- _WHAT IS REQUIRED_
Transcribe the listing word for word.
— Start —
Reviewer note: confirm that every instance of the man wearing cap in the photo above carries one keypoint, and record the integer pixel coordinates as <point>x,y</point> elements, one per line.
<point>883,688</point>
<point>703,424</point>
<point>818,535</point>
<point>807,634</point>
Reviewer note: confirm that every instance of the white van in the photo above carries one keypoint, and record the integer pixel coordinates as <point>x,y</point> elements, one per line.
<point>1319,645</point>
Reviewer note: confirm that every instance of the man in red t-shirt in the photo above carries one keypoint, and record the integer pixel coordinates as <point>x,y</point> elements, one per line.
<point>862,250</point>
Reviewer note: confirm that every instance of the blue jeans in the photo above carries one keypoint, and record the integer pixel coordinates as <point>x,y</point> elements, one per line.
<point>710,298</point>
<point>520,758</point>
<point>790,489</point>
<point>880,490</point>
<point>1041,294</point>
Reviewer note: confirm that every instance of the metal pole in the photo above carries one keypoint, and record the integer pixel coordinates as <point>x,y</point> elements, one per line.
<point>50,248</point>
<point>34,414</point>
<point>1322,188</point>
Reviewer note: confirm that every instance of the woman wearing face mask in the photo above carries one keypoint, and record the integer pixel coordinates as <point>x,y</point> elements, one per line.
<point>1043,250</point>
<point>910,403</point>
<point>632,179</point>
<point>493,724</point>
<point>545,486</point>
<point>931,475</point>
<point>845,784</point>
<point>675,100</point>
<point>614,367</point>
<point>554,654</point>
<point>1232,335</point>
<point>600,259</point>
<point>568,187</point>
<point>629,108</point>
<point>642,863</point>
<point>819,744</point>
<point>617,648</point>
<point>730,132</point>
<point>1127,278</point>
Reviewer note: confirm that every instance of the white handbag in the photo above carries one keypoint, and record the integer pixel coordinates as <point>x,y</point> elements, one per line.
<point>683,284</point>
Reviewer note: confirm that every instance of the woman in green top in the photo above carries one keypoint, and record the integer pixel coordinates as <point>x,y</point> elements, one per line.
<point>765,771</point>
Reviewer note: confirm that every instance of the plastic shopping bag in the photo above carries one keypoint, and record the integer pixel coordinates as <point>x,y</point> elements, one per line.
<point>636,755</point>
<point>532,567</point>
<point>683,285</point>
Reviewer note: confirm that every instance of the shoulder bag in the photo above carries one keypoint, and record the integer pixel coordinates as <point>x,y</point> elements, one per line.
— End —
- _PROBLEM SOLUTION_
Reviewer note: confirm that every instance of the man wearing cap in the photo above carries one keypoint, and record the integer pixel coordinates as <point>x,y</point> elements, one per line.
<point>883,688</point>
<point>703,424</point>
<point>818,535</point>
<point>807,634</point>
Reviewer note: confirm that every instance of the white van in the photo above carries one keypoint, and record the integer pixel coordinates as <point>x,y</point> elements, one per line.
<point>1319,645</point>
Reviewer note: confirm that every instance of the man in red t-shirt in the photo above carries one keypoint, and record the integer pixel coordinates as <point>x,y</point> elements, one per line.
<point>862,250</point>
Reviewer note: confirm that every instance of the blue jeans in the photo above carries one keypoint, and record the integer pixel coordinates as <point>x,y</point> elements, one per line.
<point>710,298</point>
<point>520,758</point>
<point>790,489</point>
<point>880,490</point>
<point>1041,294</point>
Reviewer note: confirm that every instance of the metal pole in the photo above carries one keypoint, and record the integer pixel coordinates as <point>x,y</point> elements, one per line.
<point>50,248</point>
<point>34,414</point>
<point>1322,188</point>
Reviewer note: confirm that every instance of the woman wearing face mask in the photo above carries one keypoint, and record the integer pixel coordinates as <point>x,y</point> elements, one per line.
<point>1043,250</point>
<point>910,403</point>
<point>632,179</point>
<point>493,724</point>
<point>545,486</point>
<point>931,475</point>
<point>845,784</point>
<point>675,100</point>
<point>614,367</point>
<point>554,654</point>
<point>1232,335</point>
<point>600,259</point>
<point>568,187</point>
<point>629,108</point>
<point>642,863</point>
<point>819,744</point>
<point>617,648</point>
<point>730,132</point>
<point>1127,278</point>
Reviewer note: confirm that every instance of the white handbag in the photo above carries one keypoint, and record the integer pixel coordinates as <point>x,y</point> elements, one per line.
<point>683,284</point>
Reviewer note: confirm that every instance of the woman in green top in the photo above carries one keypoint, and record the integer pixel coordinates as <point>x,y</point> elements, one per line.
<point>765,771</point>
Reviewer note: confirm that every instance of the plastic shopping bag in the photo above carries one keypoint, and record the integer pixel coordinates as <point>x,y</point> elements, one per line.
<point>636,755</point>
<point>532,567</point>
<point>683,285</point>
Reviewer note: confirm that every instance of the shoulder bag in the photo above carries one keypoint, and record the integer pixel coordinates as <point>x,y</point> elements, one per line.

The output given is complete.